**EXERCISE BRIEF**
Each record below should be repeated precisely as written.

=== RECORDED DATA ===

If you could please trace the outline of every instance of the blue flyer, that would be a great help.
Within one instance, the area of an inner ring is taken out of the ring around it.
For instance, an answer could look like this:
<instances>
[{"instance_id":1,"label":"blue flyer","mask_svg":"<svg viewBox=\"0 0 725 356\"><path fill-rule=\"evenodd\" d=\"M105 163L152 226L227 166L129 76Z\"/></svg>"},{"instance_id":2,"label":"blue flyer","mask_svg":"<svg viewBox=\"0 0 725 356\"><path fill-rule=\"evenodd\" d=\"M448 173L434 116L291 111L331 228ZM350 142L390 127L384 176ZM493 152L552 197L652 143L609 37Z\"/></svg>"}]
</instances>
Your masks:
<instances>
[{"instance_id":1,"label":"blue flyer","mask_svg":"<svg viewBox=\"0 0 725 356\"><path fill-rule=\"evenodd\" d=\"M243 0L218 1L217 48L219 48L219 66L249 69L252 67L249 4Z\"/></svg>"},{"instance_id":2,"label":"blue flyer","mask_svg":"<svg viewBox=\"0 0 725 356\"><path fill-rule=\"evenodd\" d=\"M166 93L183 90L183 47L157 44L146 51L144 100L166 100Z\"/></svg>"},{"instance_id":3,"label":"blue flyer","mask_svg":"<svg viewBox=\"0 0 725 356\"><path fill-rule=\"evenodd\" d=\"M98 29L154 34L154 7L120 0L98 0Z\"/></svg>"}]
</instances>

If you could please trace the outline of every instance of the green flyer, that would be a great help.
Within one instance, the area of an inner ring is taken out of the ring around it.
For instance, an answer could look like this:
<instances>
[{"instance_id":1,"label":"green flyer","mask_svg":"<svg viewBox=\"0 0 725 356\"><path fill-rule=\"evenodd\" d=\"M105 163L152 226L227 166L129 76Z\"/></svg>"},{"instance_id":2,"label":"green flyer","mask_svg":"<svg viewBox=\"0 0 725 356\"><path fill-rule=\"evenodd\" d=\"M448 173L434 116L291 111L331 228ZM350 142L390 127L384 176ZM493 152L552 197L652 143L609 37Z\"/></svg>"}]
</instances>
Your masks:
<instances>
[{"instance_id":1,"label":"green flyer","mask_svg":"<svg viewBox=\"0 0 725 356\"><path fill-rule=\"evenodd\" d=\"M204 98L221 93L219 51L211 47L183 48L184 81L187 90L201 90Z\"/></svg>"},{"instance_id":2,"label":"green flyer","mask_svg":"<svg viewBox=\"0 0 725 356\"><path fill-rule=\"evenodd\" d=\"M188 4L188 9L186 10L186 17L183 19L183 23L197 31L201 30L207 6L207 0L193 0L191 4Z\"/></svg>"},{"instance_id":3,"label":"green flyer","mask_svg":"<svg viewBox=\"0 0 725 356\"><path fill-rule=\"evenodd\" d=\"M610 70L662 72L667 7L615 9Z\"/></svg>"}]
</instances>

===

**OUTPUT OF THE EXERCISE**
If you could please trace the outline of every instance of the blue flyer, that would be a great help.
Within one instance, the area of an inner ring is taken out of the ring around it.
For instance, an answer could look like this:
<instances>
[{"instance_id":1,"label":"blue flyer","mask_svg":"<svg viewBox=\"0 0 725 356\"><path fill-rule=\"evenodd\" d=\"M105 163L152 226L227 166L129 76Z\"/></svg>"},{"instance_id":2,"label":"blue flyer","mask_svg":"<svg viewBox=\"0 0 725 356\"><path fill-rule=\"evenodd\" d=\"M448 173L434 116L291 111L331 228ZM350 142L390 127L384 176ZM493 152L552 197L652 143L609 37Z\"/></svg>"}]
</instances>
Your masks:
<instances>
[{"instance_id":1,"label":"blue flyer","mask_svg":"<svg viewBox=\"0 0 725 356\"><path fill-rule=\"evenodd\" d=\"M243 0L218 1L217 48L219 48L219 66L249 69L252 67L249 4Z\"/></svg>"},{"instance_id":2,"label":"blue flyer","mask_svg":"<svg viewBox=\"0 0 725 356\"><path fill-rule=\"evenodd\" d=\"M166 93L183 90L183 47L157 44L146 51L144 100L166 100Z\"/></svg>"},{"instance_id":3,"label":"blue flyer","mask_svg":"<svg viewBox=\"0 0 725 356\"><path fill-rule=\"evenodd\" d=\"M98 29L154 34L154 7L120 0L98 0Z\"/></svg>"}]
</instances>

If you could please trace the outline of every instance of the green flyer, that would be a great help.
Within one instance, the area of an inner ring is taken out of the ring around it.
For instance, an answer could look like this:
<instances>
[{"instance_id":1,"label":"green flyer","mask_svg":"<svg viewBox=\"0 0 725 356\"><path fill-rule=\"evenodd\" d=\"M105 163L152 226L227 166L129 76Z\"/></svg>"},{"instance_id":2,"label":"green flyer","mask_svg":"<svg viewBox=\"0 0 725 356\"><path fill-rule=\"evenodd\" d=\"M448 173L434 116L291 111L331 228ZM350 142L390 127L384 176ZM493 152L552 197L652 143L609 37Z\"/></svg>"}]
</instances>
Your masks:
<instances>
[{"instance_id":1,"label":"green flyer","mask_svg":"<svg viewBox=\"0 0 725 356\"><path fill-rule=\"evenodd\" d=\"M204 98L221 93L219 51L211 47L183 48L184 81L187 90L201 90Z\"/></svg>"},{"instance_id":2,"label":"green flyer","mask_svg":"<svg viewBox=\"0 0 725 356\"><path fill-rule=\"evenodd\" d=\"M188 4L188 9L186 10L186 17L183 19L183 23L197 31L201 30L207 6L207 0L193 0L191 4Z\"/></svg>"},{"instance_id":3,"label":"green flyer","mask_svg":"<svg viewBox=\"0 0 725 356\"><path fill-rule=\"evenodd\" d=\"M610 70L662 72L667 7L615 9Z\"/></svg>"}]
</instances>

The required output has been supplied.